++++ EXCERPTED PASSAGE

Closed jonaslar closed 3 years ago
Is there a recommended solution for this? I have tried lowering sync time and even running refresh manually but those don't work. I have multiple replicas of a service and each of them takes 3 minutes exactly to be marked as healthy. That means that previous version of the app doesn't get terminated until new one is marked as healthy.
To Reproduce Update files kuberntes manifest files in repo ArgoCD Application is monitoring. Issue sync either manually or wait for auto sync.
It's not clear there's a bug here. We cannot detect changes in the git repo unless either: (1) the 3 minute polling period was reached or (2) a webhook was configured to notify Argo CD about the change in git. This is expected behavior.
Am I missing something?
I think we need clear set of reproducible steps to do anything here.
@jessesuen Thanks for responding. At least in our case this is what we see happening:
In our case we have an application that has 2 replicas and what we see is that the first replica is deployed, becomes healthy, is registered in a load balancer but termination of previous version is not triggered until ArgoCD declares it healthy(180sec). Then ArgoCD moves to the next replica.
What exactly is Argo looking for before it declares an application healthy?
This issue has been automatically closed because there has been no response to our request for more information from the original author. With only the information that is currently in the issue, we don't have enough information to take action. Please reach out if you have or find the answers we need so that we can investigate further.
Is there any progress on this? This problem still occurs on my cluster on the latest stable version of argocd
.
+1
Ive started to manage a secret. and the app is now stuck in Progressing. Any idea why ?
+1
+1
+1
+1
+1 when i try to add 2 new namespace managed (5 in total), cluster stuck in refresh with only 3 the argocd take 10m to sync the cluster and work again
+1
Can we re-open this issue? I'm seeing this in argocd 2.3.7 as well (sorry, we're on RH GitOps Operator thus a bit behind in terms of Argo version) when the app sync is triggered by a webhook (in our case by bitbucket server). The app syncs instantly and successfully, is synced but app health says "Progressing". The app is stuck in Progressing until either a) I manually do a "Refresh" in the UI or b) wait until the next automatic / scheduled refresh (i.e. ~ 3 minutes).
Small Update: I cannot reproduce this consistently :-( it happened several times in a row when first establishing the webhook and triggering it a few times. Then I added a webhook secret and the App went into healthy instantly after webhooks. Thinking it was related to this change I removed the secret again. Worked a few times (app instantly healthy), then went into constant "Progressing" again for a few syncs, and right now everything works again. I'm puzzled. Still, when the app is stuck in "Progressing" after the webhook, a simple "Refresh" or wait for the scheduled refresh fixes the app's status on our side.

++++++++

> WHAT TO DO:
1. Rewrite the paragraph of the Argo CD issue thread that begins "Can we re-open this issue?" as a short bulleted list, keeping its main facts.
2. Answer these questions from the Argo CD issue thread, one line per answer:
(a) How many replicas does the application have in the comment that begins "In our case we have an application"?
(b) What two conditions let Argo CD detect changes in the git repo?
(c) What did the commenter add after which the app became healthy instantly after webhooks?
3. Continue the Argo CD issue thread from its final comment.
The material that comes next is from a separate source, not the Argo CD issue thread.

++++ PROVIDED INFORMATION

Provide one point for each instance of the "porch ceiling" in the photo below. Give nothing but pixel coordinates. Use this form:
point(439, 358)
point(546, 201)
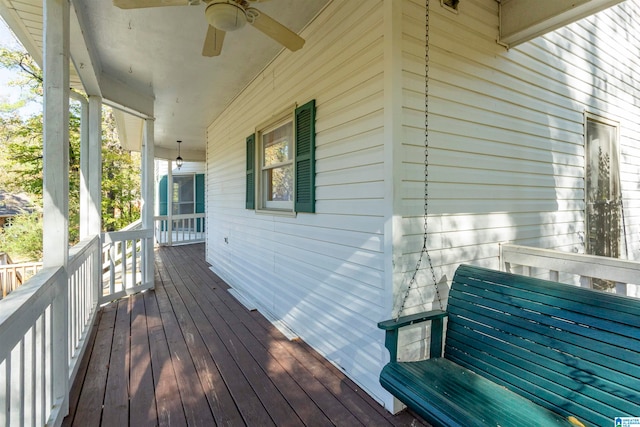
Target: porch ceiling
point(150, 61)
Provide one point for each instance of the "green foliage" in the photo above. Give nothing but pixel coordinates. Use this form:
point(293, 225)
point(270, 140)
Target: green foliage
point(21, 237)
point(21, 160)
point(120, 180)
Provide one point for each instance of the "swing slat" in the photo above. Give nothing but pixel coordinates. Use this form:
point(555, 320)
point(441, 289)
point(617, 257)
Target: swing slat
point(522, 351)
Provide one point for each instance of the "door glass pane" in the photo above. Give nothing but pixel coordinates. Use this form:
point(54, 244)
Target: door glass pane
point(602, 191)
point(183, 195)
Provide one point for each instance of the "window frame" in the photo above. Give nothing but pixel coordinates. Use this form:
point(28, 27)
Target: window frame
point(287, 115)
point(614, 149)
point(176, 179)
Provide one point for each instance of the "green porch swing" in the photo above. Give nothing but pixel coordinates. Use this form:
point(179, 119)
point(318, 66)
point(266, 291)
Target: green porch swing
point(519, 351)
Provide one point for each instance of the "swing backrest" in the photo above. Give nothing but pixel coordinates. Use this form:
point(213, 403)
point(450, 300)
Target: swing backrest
point(570, 349)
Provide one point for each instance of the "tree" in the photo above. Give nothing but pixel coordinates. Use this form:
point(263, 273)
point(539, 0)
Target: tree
point(21, 158)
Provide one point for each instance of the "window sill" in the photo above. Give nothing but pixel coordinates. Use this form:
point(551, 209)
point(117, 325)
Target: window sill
point(277, 212)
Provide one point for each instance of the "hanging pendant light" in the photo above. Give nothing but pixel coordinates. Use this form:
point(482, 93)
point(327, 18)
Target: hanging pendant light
point(179, 159)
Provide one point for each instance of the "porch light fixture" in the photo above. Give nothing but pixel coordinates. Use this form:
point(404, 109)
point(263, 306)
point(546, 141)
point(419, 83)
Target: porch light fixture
point(179, 159)
point(227, 16)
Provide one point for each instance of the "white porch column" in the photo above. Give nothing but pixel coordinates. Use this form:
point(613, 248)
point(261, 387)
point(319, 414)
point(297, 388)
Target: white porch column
point(169, 202)
point(148, 191)
point(56, 181)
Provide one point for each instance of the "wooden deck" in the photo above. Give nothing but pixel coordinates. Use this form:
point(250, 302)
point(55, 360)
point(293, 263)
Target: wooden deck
point(187, 353)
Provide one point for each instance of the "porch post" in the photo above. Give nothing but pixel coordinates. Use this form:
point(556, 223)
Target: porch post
point(148, 204)
point(170, 202)
point(84, 164)
point(94, 219)
point(56, 182)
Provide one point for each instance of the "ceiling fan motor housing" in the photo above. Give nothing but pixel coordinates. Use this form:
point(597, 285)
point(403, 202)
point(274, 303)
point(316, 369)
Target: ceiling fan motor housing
point(227, 16)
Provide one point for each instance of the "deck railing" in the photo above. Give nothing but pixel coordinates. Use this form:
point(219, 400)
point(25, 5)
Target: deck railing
point(14, 275)
point(123, 265)
point(45, 323)
point(615, 275)
point(43, 334)
point(180, 229)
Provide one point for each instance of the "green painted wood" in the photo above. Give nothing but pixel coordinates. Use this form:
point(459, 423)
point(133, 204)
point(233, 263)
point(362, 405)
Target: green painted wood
point(305, 170)
point(162, 195)
point(199, 193)
point(570, 350)
point(250, 195)
point(446, 394)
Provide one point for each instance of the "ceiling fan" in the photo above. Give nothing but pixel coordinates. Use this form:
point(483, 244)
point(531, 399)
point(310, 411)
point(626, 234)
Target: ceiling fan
point(224, 16)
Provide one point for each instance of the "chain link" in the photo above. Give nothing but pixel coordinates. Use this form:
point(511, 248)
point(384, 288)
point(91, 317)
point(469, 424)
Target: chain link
point(424, 253)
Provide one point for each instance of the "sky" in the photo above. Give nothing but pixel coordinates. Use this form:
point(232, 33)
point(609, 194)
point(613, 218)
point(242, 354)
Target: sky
point(11, 93)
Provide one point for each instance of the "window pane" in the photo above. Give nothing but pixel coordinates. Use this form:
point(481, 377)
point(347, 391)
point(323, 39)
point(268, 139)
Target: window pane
point(183, 195)
point(277, 145)
point(278, 184)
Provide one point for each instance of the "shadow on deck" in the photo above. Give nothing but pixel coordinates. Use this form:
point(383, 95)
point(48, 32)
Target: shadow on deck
point(187, 353)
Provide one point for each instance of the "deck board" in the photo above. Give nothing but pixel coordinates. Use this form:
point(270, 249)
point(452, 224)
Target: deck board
point(187, 353)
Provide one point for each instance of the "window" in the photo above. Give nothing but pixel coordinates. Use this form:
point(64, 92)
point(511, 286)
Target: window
point(276, 164)
point(183, 199)
point(603, 197)
point(187, 194)
point(280, 172)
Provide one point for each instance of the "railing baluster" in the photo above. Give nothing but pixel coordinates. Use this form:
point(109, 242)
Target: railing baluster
point(5, 398)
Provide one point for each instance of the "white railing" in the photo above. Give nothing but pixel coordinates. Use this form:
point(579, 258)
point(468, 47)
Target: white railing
point(14, 275)
point(83, 295)
point(44, 326)
point(33, 349)
point(572, 268)
point(123, 263)
point(179, 229)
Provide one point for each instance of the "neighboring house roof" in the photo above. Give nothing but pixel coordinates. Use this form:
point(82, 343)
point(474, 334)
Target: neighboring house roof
point(14, 204)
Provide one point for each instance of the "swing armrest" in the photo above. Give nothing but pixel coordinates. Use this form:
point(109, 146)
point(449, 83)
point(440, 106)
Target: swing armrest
point(392, 326)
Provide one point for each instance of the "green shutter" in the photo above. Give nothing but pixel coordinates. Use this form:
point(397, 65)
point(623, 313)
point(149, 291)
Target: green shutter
point(200, 193)
point(305, 157)
point(162, 197)
point(251, 175)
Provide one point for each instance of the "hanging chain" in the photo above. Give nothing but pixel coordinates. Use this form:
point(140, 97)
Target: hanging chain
point(424, 253)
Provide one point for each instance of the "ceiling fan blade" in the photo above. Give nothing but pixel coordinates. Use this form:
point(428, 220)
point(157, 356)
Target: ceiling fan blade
point(136, 4)
point(213, 42)
point(277, 31)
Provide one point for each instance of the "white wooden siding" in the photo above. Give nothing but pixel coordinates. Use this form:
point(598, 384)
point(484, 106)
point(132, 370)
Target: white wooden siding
point(506, 134)
point(322, 273)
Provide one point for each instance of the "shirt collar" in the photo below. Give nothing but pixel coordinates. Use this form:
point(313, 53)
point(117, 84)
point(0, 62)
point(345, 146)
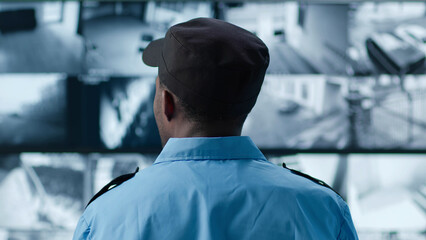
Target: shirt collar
point(209, 148)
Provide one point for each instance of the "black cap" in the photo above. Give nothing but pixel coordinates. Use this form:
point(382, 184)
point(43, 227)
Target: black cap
point(211, 64)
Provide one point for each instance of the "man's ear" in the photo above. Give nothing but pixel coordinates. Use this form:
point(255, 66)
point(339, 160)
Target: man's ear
point(169, 104)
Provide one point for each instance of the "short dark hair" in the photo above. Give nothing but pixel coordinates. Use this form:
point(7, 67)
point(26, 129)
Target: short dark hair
point(203, 116)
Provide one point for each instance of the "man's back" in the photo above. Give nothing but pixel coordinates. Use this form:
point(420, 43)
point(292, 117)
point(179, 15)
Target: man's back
point(216, 188)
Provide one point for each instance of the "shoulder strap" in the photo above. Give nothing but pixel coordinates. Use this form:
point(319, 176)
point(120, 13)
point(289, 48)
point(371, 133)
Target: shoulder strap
point(315, 180)
point(114, 183)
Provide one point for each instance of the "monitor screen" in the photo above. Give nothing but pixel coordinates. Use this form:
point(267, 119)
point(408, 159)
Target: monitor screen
point(33, 110)
point(126, 116)
point(40, 37)
point(319, 112)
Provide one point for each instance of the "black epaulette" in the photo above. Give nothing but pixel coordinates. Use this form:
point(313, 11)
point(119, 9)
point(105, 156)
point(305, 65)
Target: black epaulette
point(114, 183)
point(315, 180)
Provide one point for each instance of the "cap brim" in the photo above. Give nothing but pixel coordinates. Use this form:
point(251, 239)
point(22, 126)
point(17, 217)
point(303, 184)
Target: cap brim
point(151, 56)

++++++++

> WRITTEN ANSWERS:
1.
- The commenter asks for the issue to be reopened.
- The problem appears in Argo CD 2.3.7, which is behind the latest version because they use the RH GitOps Operator.
- It happens when a webhook from a Bitbucket server triggers the app sync.
- The app syncs instantly and successfully, but its health shows "Progressing."
- It stays in "Progressing" until someone does a manual "Refresh" in the UI or the next scheduled refresh runs, about 3 minutes later.

2.
(a) 2 replicas.
(b) The 3-minute polling period is reached, or a webhook is configured to notify Argo CD about the change.
(c) A webhook secret.

3.
Vote for re-open. I've deployed keycloak via argocd but it's stuck at progressing, neither refresh or automatic refresh changes it.
Also vote for a re-open.
I am seeing this too. We are using
ArgoCD v2.5.3+0c7de21, in Azure AKS, running K8S 1.23.12 on ubuntu 18.04 nodes.
I've got about 18 apps (deployments, secretproviders, services) across 3 different clusters all working fine, all are kustomize style deployments. But when I deploy an app defining our ingress, it just hangs with health progressing. This deployment existed on the cluster before argo (like most of the others) and I have tried directly deploying it manually (I have self-heal turned on) and changing settings to force a sync... nothing seems to get the health to update.
We have a webhook turned on, so every commit to that repo causes a sync pretty quickly... and it works for everything else.
The ONLY thing I can see being different is there is no patches or anything... my kustomization file just points to the ingress file and that's it. As there's so many differences with urls etc between environments.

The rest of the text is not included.